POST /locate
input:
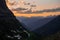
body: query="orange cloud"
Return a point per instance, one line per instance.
(45, 14)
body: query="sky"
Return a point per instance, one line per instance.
(40, 5)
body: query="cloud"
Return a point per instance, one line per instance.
(48, 10)
(19, 9)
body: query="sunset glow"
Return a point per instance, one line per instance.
(39, 14)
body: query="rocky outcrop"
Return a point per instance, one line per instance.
(10, 27)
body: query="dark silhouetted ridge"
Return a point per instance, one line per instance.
(10, 27)
(49, 28)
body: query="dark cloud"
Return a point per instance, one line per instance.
(19, 9)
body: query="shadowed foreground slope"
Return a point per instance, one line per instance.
(10, 28)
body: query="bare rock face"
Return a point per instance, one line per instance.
(10, 27)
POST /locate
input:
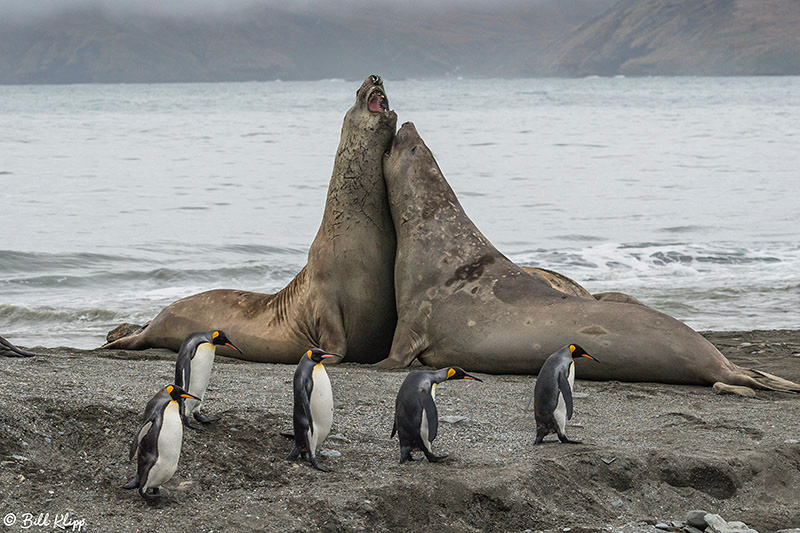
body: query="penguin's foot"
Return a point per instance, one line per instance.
(321, 467)
(205, 419)
(294, 454)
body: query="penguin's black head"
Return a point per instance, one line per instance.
(218, 338)
(577, 351)
(177, 393)
(317, 355)
(455, 372)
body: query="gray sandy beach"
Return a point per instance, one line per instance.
(650, 452)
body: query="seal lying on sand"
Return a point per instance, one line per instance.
(461, 302)
(343, 299)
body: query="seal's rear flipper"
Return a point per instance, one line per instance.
(756, 379)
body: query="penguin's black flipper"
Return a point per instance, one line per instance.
(429, 406)
(527, 407)
(566, 392)
(139, 435)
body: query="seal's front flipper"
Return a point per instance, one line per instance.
(406, 346)
(331, 334)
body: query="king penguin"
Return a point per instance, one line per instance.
(313, 406)
(552, 393)
(416, 420)
(193, 370)
(158, 440)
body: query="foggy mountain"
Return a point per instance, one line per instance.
(98, 42)
(685, 37)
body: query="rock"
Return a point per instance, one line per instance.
(452, 419)
(123, 330)
(715, 522)
(723, 388)
(186, 485)
(696, 518)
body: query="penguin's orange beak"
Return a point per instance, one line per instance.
(230, 345)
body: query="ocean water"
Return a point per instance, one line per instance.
(119, 199)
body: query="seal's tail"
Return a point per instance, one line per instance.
(756, 379)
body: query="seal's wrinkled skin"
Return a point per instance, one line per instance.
(342, 301)
(462, 303)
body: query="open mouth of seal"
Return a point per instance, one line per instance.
(378, 103)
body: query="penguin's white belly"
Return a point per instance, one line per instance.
(321, 403)
(424, 431)
(169, 448)
(202, 363)
(560, 414)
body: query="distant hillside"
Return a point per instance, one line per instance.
(685, 37)
(525, 38)
(265, 43)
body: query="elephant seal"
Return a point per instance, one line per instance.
(342, 301)
(460, 302)
(559, 282)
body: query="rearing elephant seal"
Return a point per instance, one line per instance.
(343, 300)
(462, 303)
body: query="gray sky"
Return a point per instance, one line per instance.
(197, 7)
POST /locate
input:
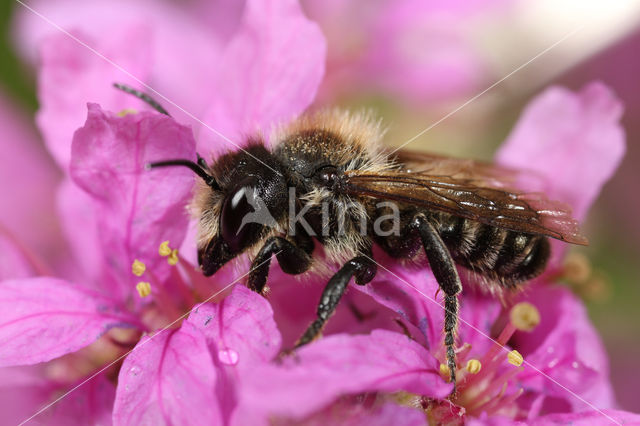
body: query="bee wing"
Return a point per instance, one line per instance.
(456, 168)
(469, 189)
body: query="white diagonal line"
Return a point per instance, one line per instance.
(119, 67)
(497, 343)
(64, 395)
(566, 36)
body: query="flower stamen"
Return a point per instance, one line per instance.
(173, 257)
(514, 357)
(473, 366)
(164, 249)
(524, 316)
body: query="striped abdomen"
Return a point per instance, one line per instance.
(499, 254)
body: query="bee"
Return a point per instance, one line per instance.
(330, 171)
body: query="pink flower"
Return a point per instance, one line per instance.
(418, 51)
(222, 364)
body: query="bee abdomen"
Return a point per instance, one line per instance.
(499, 254)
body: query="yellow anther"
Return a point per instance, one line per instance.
(144, 288)
(473, 366)
(577, 268)
(514, 357)
(524, 316)
(164, 249)
(445, 371)
(138, 268)
(126, 112)
(173, 257)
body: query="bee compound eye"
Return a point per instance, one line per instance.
(236, 221)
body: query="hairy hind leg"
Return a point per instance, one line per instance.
(362, 268)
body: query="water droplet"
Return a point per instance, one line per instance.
(228, 356)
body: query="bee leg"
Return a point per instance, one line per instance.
(446, 274)
(362, 268)
(292, 259)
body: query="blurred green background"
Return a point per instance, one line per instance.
(609, 55)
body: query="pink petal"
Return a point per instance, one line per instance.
(71, 75)
(28, 179)
(174, 32)
(14, 262)
(588, 418)
(168, 378)
(566, 347)
(44, 318)
(76, 211)
(23, 390)
(269, 72)
(574, 140)
(138, 209)
(91, 403)
(336, 365)
(240, 329)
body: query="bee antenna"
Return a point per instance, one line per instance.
(143, 97)
(196, 168)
|---|
Problem :: Each entry above should be reproduced exactly, with the pictures removed.

The completed task ::
POST /locate
input:
body: query="orange cloud"
Return a point per instance, one line per instance.
(45, 14)
body: query="sky"
Return a point per instance, one line per instance.
(40, 5)
body: query="cloud"
Return a point per instance, one line per instance.
(48, 10)
(19, 9)
body: query="sunset glow"
Return a point per instance, one line per instance.
(39, 14)
body: query="rocky outcrop"
Return a point per instance, one line per instance.
(10, 27)
body: query="dark silhouetted ridge"
Return a point per instance, one line per instance.
(10, 27)
(49, 28)
body: query="dark cloud"
Return a point per instance, one line per instance.
(19, 9)
body: query="shadowed foreground slope"
Return a point per instance, one line per instance.
(10, 28)
body: query="bare rock face"
Return a point per instance, one line per instance.
(10, 27)
POST /locate
input:
body: query="penguin's foot"
Return a point per instance, one line per instance.
(321, 467)
(205, 419)
(294, 454)
body: query="penguin's black head"
Return a point per instance, one line per instance.
(218, 338)
(577, 351)
(177, 393)
(317, 355)
(455, 372)
body: query="gray sandy beach"
Return a point per instance, one line per instance.
(650, 452)
body: query="seal lying on sand"
Return a point per instance, one line per instance.
(461, 302)
(343, 299)
body: query="seal's rear flipper"
Return a point per instance, one line per instance.
(756, 379)
body: query="penguin's black flipper"
Return a point per instance, one line per instance.
(429, 406)
(527, 407)
(566, 392)
(139, 435)
body: query="seal's front flipper"
Return a point per instance, one line per instance.
(406, 346)
(331, 334)
body: query="king penguin"
Return a point per instance, one line per instance.
(313, 406)
(552, 393)
(416, 420)
(193, 370)
(158, 440)
body: query="foggy mountain"
Return a point per instance, one line per instance.
(98, 42)
(685, 37)
body: query="rock"
Return a point per instance, one line per instance.
(452, 419)
(123, 330)
(715, 522)
(723, 388)
(186, 485)
(696, 518)
body: query="penguin's orange beak"
Return a point per instance, one line per instance.
(230, 345)
body: query="ocean water"
Return a point per instance, one line per instance.
(119, 199)
body: query="seal's tail"
Return a point per instance, one line per instance.
(756, 379)
body: query="seal's wrinkled skin"
Return a point per instance, one line per instance.
(342, 301)
(462, 303)
body: query="open mouth of seal"
Return a point per instance, one line per instance.
(378, 103)
body: query="penguin's white belly"
Return a point per instance, one line per instance.
(321, 403)
(424, 431)
(169, 448)
(202, 363)
(560, 414)
body: query="distant hillside"
Return a point per instance, one line per instance.
(685, 37)
(525, 38)
(265, 43)
body: query="elephant seal"
Return a point per instance, one line per instance.
(342, 301)
(460, 302)
(559, 282)
body: query="rearing elephant seal"
Return a point per instance, one line per instance.
(343, 300)
(462, 303)
body: query="gray sky"
Return a point per instance, one line per instance.
(197, 7)
POST /locate
input:
body: query="bee wing"
Return a point per instance, one line per instance.
(456, 168)
(469, 189)
body: query="white diagonal line"
Return a point per instance, one line per instance.
(119, 67)
(497, 343)
(64, 395)
(566, 36)
body: query="flower stamen"
Return a point per instance, one line per instance.
(173, 257)
(514, 357)
(473, 366)
(164, 249)
(524, 316)
body: query="striped abdomen"
Return a point per instance, one line per instance.
(499, 254)
body: query="bee"
Return a point per instance, one line per instance.
(330, 171)
body: query="pink flower"
Return a point per instance, one line per instance.
(418, 51)
(222, 364)
body: query="bee abdomen"
Return a point per instance, one line per instance.
(499, 254)
body: query="yellow anther"
Return a point per instance, one line per instance.
(144, 288)
(473, 366)
(577, 268)
(514, 357)
(524, 316)
(164, 249)
(445, 371)
(138, 268)
(126, 112)
(173, 257)
body: query="bee compound eye"
Return a point per instance, one line per instance.
(236, 221)
body: query="hairy hind leg"
Return a point per instance, one line per instance.
(362, 268)
body: query="water droplet"
Return a point per instance, one line per instance.
(228, 356)
body: query="bee leg"
Return a point per instance, one line per instance.
(446, 274)
(362, 268)
(292, 259)
body: query="blurred green background"
Return a point per instance, one line per instance.
(609, 55)
body: query="pink petal"
Return a point per instance, one line per instance.
(71, 75)
(28, 179)
(174, 32)
(14, 262)
(588, 418)
(168, 378)
(566, 347)
(44, 318)
(76, 211)
(23, 390)
(269, 72)
(574, 140)
(138, 209)
(91, 403)
(336, 365)
(240, 329)
body: query="bee antenna"
Return a point per instance, one line per instance.
(143, 97)
(196, 168)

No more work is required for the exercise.